SUPPLIED ENTRIES START

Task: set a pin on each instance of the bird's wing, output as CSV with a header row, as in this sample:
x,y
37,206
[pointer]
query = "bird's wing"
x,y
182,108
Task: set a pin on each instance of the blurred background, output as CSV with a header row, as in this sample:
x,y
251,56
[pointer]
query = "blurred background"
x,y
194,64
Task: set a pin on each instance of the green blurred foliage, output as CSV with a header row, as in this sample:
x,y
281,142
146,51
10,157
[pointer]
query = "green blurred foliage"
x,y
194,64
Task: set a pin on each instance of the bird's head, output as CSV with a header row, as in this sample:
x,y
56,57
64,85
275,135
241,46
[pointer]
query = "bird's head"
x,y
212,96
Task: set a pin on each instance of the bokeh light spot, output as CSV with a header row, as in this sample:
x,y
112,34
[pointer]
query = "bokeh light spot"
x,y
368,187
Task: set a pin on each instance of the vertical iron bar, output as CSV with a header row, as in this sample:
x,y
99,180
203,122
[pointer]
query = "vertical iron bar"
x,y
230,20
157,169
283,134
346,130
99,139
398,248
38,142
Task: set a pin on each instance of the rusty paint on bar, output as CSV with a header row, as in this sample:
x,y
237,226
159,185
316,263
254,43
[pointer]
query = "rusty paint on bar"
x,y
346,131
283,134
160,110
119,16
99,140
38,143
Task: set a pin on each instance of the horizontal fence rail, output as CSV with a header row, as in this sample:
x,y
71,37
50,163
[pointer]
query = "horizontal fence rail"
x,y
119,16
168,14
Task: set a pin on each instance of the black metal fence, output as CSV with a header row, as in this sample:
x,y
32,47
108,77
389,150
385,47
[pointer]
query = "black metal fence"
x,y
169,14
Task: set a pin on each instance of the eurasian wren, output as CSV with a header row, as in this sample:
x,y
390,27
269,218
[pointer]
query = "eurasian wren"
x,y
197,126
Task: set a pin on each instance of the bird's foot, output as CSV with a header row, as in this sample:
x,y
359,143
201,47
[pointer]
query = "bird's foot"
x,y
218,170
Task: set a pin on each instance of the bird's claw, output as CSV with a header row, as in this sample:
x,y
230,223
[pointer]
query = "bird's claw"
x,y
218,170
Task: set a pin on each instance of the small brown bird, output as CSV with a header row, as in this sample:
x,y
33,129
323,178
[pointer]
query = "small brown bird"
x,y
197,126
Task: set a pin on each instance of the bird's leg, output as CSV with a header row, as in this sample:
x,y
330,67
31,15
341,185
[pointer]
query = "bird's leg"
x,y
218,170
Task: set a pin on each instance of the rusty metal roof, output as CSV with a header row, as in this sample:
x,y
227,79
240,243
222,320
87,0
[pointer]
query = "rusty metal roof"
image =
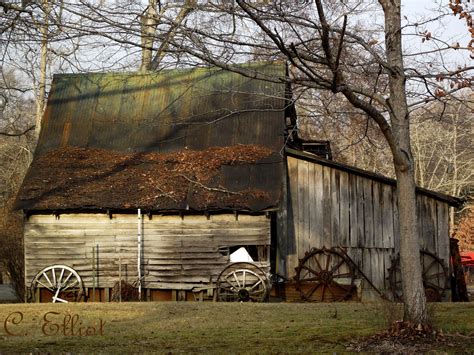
x,y
167,113
163,111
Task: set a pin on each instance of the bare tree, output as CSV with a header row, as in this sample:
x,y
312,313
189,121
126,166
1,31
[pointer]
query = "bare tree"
x,y
329,49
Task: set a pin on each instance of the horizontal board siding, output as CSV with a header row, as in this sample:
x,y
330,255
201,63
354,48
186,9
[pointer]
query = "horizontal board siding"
x,y
357,213
175,250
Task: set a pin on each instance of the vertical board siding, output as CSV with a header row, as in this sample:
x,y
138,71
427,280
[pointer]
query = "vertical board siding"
x,y
359,214
175,250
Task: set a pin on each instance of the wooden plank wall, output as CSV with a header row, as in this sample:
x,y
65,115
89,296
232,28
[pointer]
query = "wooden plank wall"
x,y
178,252
331,207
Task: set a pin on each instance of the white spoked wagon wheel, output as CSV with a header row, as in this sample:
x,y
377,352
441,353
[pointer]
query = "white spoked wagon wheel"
x,y
63,282
242,282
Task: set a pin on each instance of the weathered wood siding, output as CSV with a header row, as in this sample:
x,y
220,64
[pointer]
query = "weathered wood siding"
x,y
178,252
329,207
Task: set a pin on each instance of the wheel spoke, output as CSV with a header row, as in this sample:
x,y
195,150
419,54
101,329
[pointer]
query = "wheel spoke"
x,y
61,275
337,266
236,279
347,274
323,292
53,274
328,261
47,279
256,284
315,258
313,289
70,285
309,269
68,277
45,286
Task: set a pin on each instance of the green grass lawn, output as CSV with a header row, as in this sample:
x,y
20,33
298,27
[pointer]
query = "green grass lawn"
x,y
208,327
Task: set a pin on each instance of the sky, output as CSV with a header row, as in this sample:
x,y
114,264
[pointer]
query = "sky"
x,y
451,29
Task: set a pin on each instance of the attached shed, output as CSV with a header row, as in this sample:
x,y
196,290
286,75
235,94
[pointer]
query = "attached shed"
x,y
342,222
180,184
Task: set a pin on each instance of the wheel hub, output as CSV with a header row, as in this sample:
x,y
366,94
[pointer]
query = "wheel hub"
x,y
244,295
325,277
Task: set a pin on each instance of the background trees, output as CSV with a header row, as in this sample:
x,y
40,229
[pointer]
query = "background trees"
x,y
353,82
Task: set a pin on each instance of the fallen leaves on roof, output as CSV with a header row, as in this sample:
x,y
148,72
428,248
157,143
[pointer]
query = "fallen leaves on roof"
x,y
75,178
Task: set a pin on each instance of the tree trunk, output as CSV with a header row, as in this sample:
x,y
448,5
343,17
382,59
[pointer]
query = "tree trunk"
x,y
413,292
41,97
149,23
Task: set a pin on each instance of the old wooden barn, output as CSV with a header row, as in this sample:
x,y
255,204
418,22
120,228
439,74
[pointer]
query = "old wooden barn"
x,y
180,185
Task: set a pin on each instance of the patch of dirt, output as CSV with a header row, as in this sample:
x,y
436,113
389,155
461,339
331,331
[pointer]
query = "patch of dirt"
x,y
72,178
412,340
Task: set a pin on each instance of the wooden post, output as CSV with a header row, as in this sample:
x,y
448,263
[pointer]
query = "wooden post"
x,y
459,289
93,274
120,278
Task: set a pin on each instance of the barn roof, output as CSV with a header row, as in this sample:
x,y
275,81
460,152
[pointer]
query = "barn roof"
x,y
451,200
197,139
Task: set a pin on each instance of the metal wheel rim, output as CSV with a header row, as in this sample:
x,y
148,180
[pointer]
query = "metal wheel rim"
x,y
328,274
62,281
242,282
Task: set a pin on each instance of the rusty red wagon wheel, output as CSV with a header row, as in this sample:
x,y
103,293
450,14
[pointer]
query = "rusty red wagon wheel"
x,y
63,283
242,282
435,277
325,275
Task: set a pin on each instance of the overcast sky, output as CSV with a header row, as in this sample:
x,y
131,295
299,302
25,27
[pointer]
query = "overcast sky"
x,y
450,28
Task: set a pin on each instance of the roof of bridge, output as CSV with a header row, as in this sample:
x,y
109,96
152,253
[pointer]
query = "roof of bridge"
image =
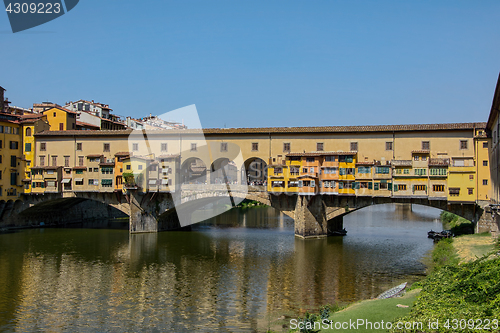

SUPPLIED ENTRIES END

** WORK REQUEST **
Drop the images and transcribe the entries above exactly.

** ANSWER **
Task: set a pin on each instance of the bird's wing, output as CSV with a header row, as in this sample:
x,y
37,206
[pointer]
query = "bird's wing"
x,y
182,108
Task: set a pin on each instance of the blurred background, output as CSV with a header row, as in this sample:
x,y
251,56
[pointer]
query = "blurred background"
x,y
194,64
Task: set a pin on each instance of the green blurred foliage, output as CSV with a header row, as in this sample:
x,y
281,142
146,51
10,157
[pointer]
query = "green blurred foliage"
x,y
194,64
Task: set a pin on each instance of the bird's head, output as CSV with a header row, as in this sample:
x,y
56,57
64,85
275,135
241,46
[pointer]
query = "bird's head"
x,y
212,96
Task: set a pin on each instance of the bokeh light spot, output as CSV with a header row, as in this sample:
x,y
112,34
[pointer]
query = "bokeh light spot"
x,y
368,187
Task: set a pin on each instance of the vertical iron bar, output as CSV with a header row, as in this sample:
x,y
99,180
203,122
[pointer]
query = "vertical iron bar"
x,y
230,20
157,169
283,134
346,130
99,139
398,248
38,142
Task: set a pin on each instance of the rusty paint on bar, output as CSV with a header row, as in this sample:
x,y
237,226
159,185
316,263
254,43
[pointer]
query = "rusty paint on bar"
x,y
346,131
283,134
160,110
119,16
99,140
38,143
Task: set a pin on each instance of the horizontal fence rail, output as CSV with a header row, as in this sample:
x,y
71,37
50,163
[pointer]
query = "horizontal fence rail"
x,y
119,16
168,14
Task: set a pin on each instance of the black metal fence, output as CSV with a header row, as in this sample:
x,y
32,47
108,77
389,150
385,47
[pointer]
query = "black metal fence"
x,y
169,14
Task: set a pin on each instance of the eurasian wren, output as CSV with a header row, as in this sample:
x,y
390,27
269,218
[pointer]
query = "eurasian wren"
x,y
197,126
Task: set a pin on each instance of the bird's foot, output as CSV with a header row, as in this sample:
x,y
359,143
201,47
[pointer]
query = "bird's foot"
x,y
218,170
Task: set a pin on each instance of the bird's claw, output as CSV with a header row, as in this sample:
x,y
230,223
[pointer]
query = "bird's claw"
x,y
218,170
Task: set a pin on each instance of the small brown bird, output as CSV with a header row, as in this sample:
x,y
33,129
323,178
[pointer]
query = "small brown bird"
x,y
197,126
Task: set a pin on each instance of the bird's leg, output as CSV with a header row, as in this sample:
x,y
330,67
31,15
341,185
[pointer]
query = "bird's leg"
x,y
218,170
Task: set a pin on each instance of the rusty metal roof, output as CSV with a header row, as in this sample:
x,y
227,79
240,243
222,320
87,0
[pointer]
query = "rusty metal roof"
image =
x,y
167,113
163,111
Task: set a pin on each instance of the bare tree, output as CSV with a header row, as in this sample:
x,y
312,313
189,121
126,166
1,31
[pointer]
query = "bare tree"
x,y
329,49
Task: set a pin on each instance of the horizontal board siding, output as CSV with a header row, as in this sample:
x,y
330,255
201,63
354,48
186,9
[pointer]
query = "horizontal board siding"
x,y
357,213
175,250
Task: set a pin on each instance of the vertical board siding, output as CSV with a header row, as in this sample:
x,y
138,71
427,280
[pointer]
query = "vertical board siding"
x,y
359,214
175,250
Task: set a pin on each instance of the wooden plank wall, output as CSV with a header row, as in this sample:
x,y
65,115
89,296
232,28
[pointer]
query = "wooden plank wall"
x,y
178,252
331,207
Task: set a pin on each instance of the white spoked wagon wheel, output as CSV with a header row, as in this sample:
x,y
377,352
441,353
[pointer]
query = "white spoked wagon wheel"
x,y
63,282
242,282
Task: set a pin on each instance of the weathered wood siding, output as CSV with a header row, as in this sample:
x,y
220,64
[pointer]
query = "weathered wood siding"
x,y
178,252
329,207
Task: set a pin on each instance of the wheel spoke, output as CSV with a header row, as in this sample:
x,y
195,150
419,54
101,329
[pointer]
query = "wheel spoke"
x,y
61,275
337,266
236,279
347,274
323,292
53,274
328,261
47,279
256,284
315,258
313,289
70,285
309,269
68,277
45,286
Task: set a pin on each instance of the green grass lawn, output as CSV with a header row, as in this sample:
x,y
20,33
298,27
[pointer]
query = "green grass lawn"
x,y
208,327
Task: set a pin on each instance of the sky, output as CSV with a header row, as in this sample:
x,y
114,264
[pointer]
query = "sky"
x,y
451,29
Task: set a pin on each instance of the attached shed, output as CSV with a header row, as in this sample:
x,y
196,290
286,75
235,94
[pointer]
query = "attached shed"
x,y
342,222
180,184
Task: set a pin on each instance of the wheel hub, output as CSV with a header row, as in this sample:
x,y
366,94
[pointer]
query = "wheel hub"
x,y
244,295
325,277
Task: set a pin on each instance of the background trees, output as CSV with a header row, as in this sample:
x,y
40,229
[pointer]
query = "background trees"
x,y
353,82
Task: set a pin on each instance of the fallen leaves on roof, output as CSV with a header row, as in this sample:
x,y
148,72
428,248
157,143
[pointer]
query = "fallen leaves on roof"
x,y
75,178
Task: set a pin on each instance of the tree trunk, output as CSV with a header row, as in this sample:
x,y
448,5
343,17
382,59
[pointer]
query = "tree trunk"
x,y
413,292
41,97
149,23
Task: set a pin on each instance of the old wooden barn, output as CSV with a header row, as in this sample:
x,y
255,204
418,22
120,228
439,74
[pointer]
query = "old wooden barn"
x,y
180,185
Task: set a pin on each instance of the patch of dirt, output as CSV with a header row, as in this sample:
x,y
436,113
389,155
461,339
331,331
[pointer]
query = "patch of dirt"
x,y
72,178
412,340
Task: set a pin on each instance of the wooden post, output as CSV with a header row, as in this sample:
x,y
448,263
[pointer]
query = "wooden post"
x,y
459,289
93,274
120,278
Task: set a pin on each instance of the barn roof, output as CSV with a header row, as in this sample:
x,y
275,81
460,152
[pointer]
query = "barn roof"
x,y
451,200
197,139
Task: set a pin on each instance of the metal wheel rim, output as CSV with a header row, as in this sample:
x,y
148,180
[pointer]
query = "metal wheel rim"
x,y
328,274
62,281
242,282
Task: set a pin on each instance of the rusty red wagon wheel, output as CSV with a header row, as in this sample:
x,y
103,293
450,14
[pointer]
query = "rusty red wagon wheel"
x,y
63,283
242,282
435,277
325,275
Task: set a pin on each instance of the overcast sky, output as CSV with a header row, as in this sample:
x,y
131,295
299,302
25,27
[pointer]
query = "overcast sky"
x,y
450,28
Task: set a pin on each instance of the roof of bridge, output as CSV with a header row, as in this sample:
x,y
109,96
152,253
[pointer]
query = "roof of bridge"
image =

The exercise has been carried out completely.